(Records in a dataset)
####

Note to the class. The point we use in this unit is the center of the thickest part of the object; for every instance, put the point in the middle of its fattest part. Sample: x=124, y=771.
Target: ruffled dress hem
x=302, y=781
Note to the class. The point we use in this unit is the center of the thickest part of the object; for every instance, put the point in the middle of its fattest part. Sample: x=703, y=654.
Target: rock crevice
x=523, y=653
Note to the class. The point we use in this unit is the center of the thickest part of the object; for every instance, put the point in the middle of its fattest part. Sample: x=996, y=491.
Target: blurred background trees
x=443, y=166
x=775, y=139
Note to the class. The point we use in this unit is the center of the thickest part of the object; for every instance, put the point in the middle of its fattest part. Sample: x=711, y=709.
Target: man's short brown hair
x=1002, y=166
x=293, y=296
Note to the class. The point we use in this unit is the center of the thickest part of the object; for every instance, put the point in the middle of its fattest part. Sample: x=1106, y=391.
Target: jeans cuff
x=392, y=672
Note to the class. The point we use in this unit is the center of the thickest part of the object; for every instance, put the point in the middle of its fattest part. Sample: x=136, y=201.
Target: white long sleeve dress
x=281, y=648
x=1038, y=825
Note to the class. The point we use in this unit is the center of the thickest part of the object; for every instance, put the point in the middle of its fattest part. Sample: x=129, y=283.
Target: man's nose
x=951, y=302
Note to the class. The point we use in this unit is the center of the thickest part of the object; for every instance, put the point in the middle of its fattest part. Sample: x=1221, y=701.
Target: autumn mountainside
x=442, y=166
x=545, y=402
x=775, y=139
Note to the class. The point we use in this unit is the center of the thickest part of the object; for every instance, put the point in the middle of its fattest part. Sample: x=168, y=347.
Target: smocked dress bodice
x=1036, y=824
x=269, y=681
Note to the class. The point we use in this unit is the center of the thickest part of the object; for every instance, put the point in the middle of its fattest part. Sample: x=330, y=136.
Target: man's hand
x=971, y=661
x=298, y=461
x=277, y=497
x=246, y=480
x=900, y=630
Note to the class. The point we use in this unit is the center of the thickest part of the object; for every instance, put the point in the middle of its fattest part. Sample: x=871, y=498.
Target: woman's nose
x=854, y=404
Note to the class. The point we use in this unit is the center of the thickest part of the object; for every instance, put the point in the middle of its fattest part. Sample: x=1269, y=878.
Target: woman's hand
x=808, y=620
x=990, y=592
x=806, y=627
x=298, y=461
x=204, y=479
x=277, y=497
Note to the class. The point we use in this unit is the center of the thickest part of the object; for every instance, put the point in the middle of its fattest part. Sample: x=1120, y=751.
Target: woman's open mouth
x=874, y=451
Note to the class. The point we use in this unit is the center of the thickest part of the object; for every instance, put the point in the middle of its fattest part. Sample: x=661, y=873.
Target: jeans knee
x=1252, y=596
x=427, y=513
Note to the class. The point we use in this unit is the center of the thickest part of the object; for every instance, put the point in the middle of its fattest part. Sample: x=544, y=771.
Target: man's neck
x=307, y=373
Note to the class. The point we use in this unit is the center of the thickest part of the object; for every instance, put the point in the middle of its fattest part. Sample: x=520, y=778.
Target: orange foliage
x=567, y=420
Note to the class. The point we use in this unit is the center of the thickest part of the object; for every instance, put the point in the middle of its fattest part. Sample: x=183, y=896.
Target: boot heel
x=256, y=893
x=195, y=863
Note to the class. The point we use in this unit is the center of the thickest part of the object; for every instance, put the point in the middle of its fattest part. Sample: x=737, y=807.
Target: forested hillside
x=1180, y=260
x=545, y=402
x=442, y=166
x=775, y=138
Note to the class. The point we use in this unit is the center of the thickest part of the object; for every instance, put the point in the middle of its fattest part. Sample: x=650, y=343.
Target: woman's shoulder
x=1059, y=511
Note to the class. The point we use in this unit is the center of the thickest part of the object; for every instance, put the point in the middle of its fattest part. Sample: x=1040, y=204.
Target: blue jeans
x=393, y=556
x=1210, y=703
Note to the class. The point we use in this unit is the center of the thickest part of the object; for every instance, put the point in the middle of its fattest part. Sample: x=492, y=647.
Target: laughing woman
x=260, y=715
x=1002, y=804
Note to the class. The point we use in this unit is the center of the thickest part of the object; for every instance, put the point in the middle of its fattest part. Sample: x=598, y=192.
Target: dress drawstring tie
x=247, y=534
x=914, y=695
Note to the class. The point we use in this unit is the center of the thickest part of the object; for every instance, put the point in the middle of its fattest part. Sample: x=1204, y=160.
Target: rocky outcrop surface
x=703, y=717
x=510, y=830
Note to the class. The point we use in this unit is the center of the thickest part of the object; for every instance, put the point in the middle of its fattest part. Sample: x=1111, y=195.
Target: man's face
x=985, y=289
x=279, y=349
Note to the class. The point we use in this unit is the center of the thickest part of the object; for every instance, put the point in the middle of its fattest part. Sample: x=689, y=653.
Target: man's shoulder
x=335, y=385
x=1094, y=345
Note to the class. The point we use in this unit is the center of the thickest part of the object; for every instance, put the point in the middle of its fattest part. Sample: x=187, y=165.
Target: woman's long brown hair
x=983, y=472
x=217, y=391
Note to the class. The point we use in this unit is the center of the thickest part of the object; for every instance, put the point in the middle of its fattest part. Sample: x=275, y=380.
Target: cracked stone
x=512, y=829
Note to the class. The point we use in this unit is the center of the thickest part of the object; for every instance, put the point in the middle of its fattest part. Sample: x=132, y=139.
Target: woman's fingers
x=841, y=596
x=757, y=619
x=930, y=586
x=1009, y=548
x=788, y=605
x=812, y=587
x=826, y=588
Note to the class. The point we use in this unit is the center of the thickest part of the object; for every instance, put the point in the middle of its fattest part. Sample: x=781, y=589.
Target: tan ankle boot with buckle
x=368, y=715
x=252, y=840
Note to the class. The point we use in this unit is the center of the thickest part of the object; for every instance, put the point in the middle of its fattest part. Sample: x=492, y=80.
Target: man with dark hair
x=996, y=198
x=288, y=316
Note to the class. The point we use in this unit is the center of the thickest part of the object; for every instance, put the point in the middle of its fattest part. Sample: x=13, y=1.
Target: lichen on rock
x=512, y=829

####

*GOAL*:
Reproduce all of the entries above, substituting "widest part" for each occurrence of "fattest part" and leaving every other word unchanged.

*TASK RESULT*:
Note to the class. The point we use in this unit is the center of the thickest part of the object; for every instance, put the point in the middle of its widest part. Sample: x=124, y=771.
Target: ruffled dress hem
x=302, y=781
Note to the class. The point we use in this unit is the center of the thickest part of the object; for every instance, put the point in the middle of its widest part. Sample: x=703, y=654.
Target: rock crevice
x=523, y=653
Note to the class. The point we use in this unit is the center of the thickest part of the object; for every instance, put the point in the middle of its widest part. Sample: x=996, y=491.
Target: blurred background trees
x=443, y=166
x=775, y=139
Note to the class. The point we use in this unit is the center of the thickest part of the object; for every instance, put the point in the middle of its widest part. Sample: x=711, y=709.
Target: man's short brown hair
x=1002, y=166
x=293, y=296
Note to the class. The point we use in this unit is the center of the thickest part of the object; for every instance, put the point in the middle of its widest part. Sample: x=1106, y=391.
Target: jeans cuff
x=392, y=672
Note to the class. The point we use in this unit is the center of the thickest part of the object; for every instance, put the point in the middle of its widest part. Sample: x=136, y=201.
Target: white long sleeve dress
x=281, y=648
x=1038, y=825
Note to the class. The point we use in this unit is the center of the thickest part of the object; for every instance, put the point in the middle of its widest part. Sample: x=129, y=283.
Target: man's nose
x=951, y=302
Note to the class. The point we use in this unit is the center of the thickest part of the object; for every instance, put the point in the middle of its widest part. Sample: x=1221, y=701.
Target: autumn mountainside
x=442, y=166
x=545, y=402
x=775, y=139
Note to the class. The point we use in this unit is the center of the thickest part of the object; for every instance, put the point in the middle of its widest part. Sample: x=168, y=347.
Target: smocked dress bodice
x=1036, y=824
x=269, y=681
Note to the class. The point we use in this unit is the center of the thickest part of the object; for every instance, put the point in the middle of its widest part. Sample: x=330, y=136.
Target: man's hand
x=971, y=661
x=298, y=461
x=277, y=497
x=246, y=480
x=900, y=630
Note to the class. The point we use in this unit is the center of the thickest part of the object; for every instance, put the point in the middle of its widest part. Sample: x=871, y=498.
Target: woman's nose
x=854, y=404
Note to the class. The point we use in this unit is the center of the thickest part of the object; for every instance, put the point in the middle of its widest part. Sample: x=1269, y=878.
Target: woman's hand
x=808, y=620
x=990, y=592
x=806, y=627
x=298, y=461
x=204, y=479
x=277, y=497
Note to the class. The point we use in this unit is the center of the thickest part of the object; for every instance, put the point in the middle of its widest part. Sample: x=1120, y=751.
Target: woman's open mouth
x=874, y=451
Note to the class. The point we use in this unit is the center of the thickest part of the object; for every instance, put the point in the middle of its widest part. Sample: x=661, y=873.
Target: jeans knee
x=1252, y=596
x=427, y=513
Note to the class. The point we use in this unit is the center of the thickest part of the object; for every instance, put the point in the middle of its widest part. Sample: x=544, y=771.
Target: man's neck
x=307, y=373
Note to the class. The point we use in this unit is the center of the thickest part of the object; for every instance, put the point in the middle of its widest part. Sample: x=520, y=778.
Target: orange foliage
x=567, y=420
Note to the class. The point we use in this unit is the center of the thickest part of the object; for every instance, put the point in the middle of its widest part. Sample: x=183, y=896.
Target: boot heel
x=256, y=893
x=195, y=863
Note to the class. The point we use in this unit is the center of the thickest part of the object; for every instance, put the point in the middle of its widest part. Sample: x=737, y=807.
Target: forested hillside
x=1180, y=260
x=545, y=402
x=442, y=166
x=775, y=138
Note to the class. The point we use in this unit is the center of the thickest part of the object; for every instance, put the point in the middle of its widest part. Sample: x=650, y=343.
Target: woman's shoulder
x=1059, y=511
Note to the class. The point we use in this unit is the center of the thickest part of the object; for every instance, put the point in the middle of its widest part. Sample: x=1040, y=204.
Target: blue jeans
x=393, y=556
x=1210, y=703
Note to the class. The point we use in this unit is the center of the thickest part of the object; for every instance, put the point in the middle of its widest part. Sample: x=492, y=647.
Target: laughing woman
x=260, y=715
x=1002, y=804
Note to the class. The point we use in this unit is the center of the thickest part of the object; for every instance, put the point in the middle of its widest part. Sample: x=598, y=192.
Target: dress drawstring tie
x=247, y=534
x=914, y=695
Note to the class. The point we use in this unit is the center of the thickest part of the object; for every instance, put the point in the middle of its widest part. Sample: x=1204, y=160.
Target: rocky outcrop surface
x=703, y=717
x=510, y=830
Note to the class. The point we use in this unit is the center of the thickest part of the object; for every instance, put the point in the middle of its widest part. Sample: x=1111, y=195.
Target: man's face
x=985, y=289
x=279, y=349
Note to the class. The point we use in this unit is the center of the thickest part of the object; for every instance, put the point in the middle of its widest part. Sample: x=689, y=653.
Target: man's shoulder
x=335, y=385
x=1094, y=345
Note to the class. The point we use in this unit is the center of the thickest part of the object; for every instance, put the point in the middle of its widest part. Sample: x=187, y=165.
Target: woman's long brown hair
x=983, y=472
x=217, y=391
Note to the class. The point we use in this unit is the center of the thickest part of the object; for every instance, put the point in the middle of its widest part. Sample: x=275, y=380.
Target: cracked stone
x=512, y=829
Note to the class. The point we use in this unit is the center of the thickest part of the object; for every instance, put the point in the middle of its widest part. Sample: x=132, y=139.
Target: woman's fingers
x=841, y=596
x=757, y=619
x=930, y=586
x=1009, y=548
x=788, y=605
x=812, y=587
x=826, y=588
Note to the class. The point we use in this unit is the center of the thickest part of the object; for every instance, put the point in the middle of its widest part. Sample: x=781, y=589.
Target: tan ankle boot with buckle
x=368, y=715
x=252, y=840
Note to the class. The point we use in this unit is the center of the thickest part of the object; for every instance, put the point in the middle of its widest part. Sample: x=492, y=80.
Target: man with dark hair
x=996, y=198
x=288, y=316
Note to the class. The point we use in this unit is the center of the thickest part of the object; for every instance, put the point in the middle of its widest part. Sample: x=13, y=1.
Target: lichen on rock
x=512, y=829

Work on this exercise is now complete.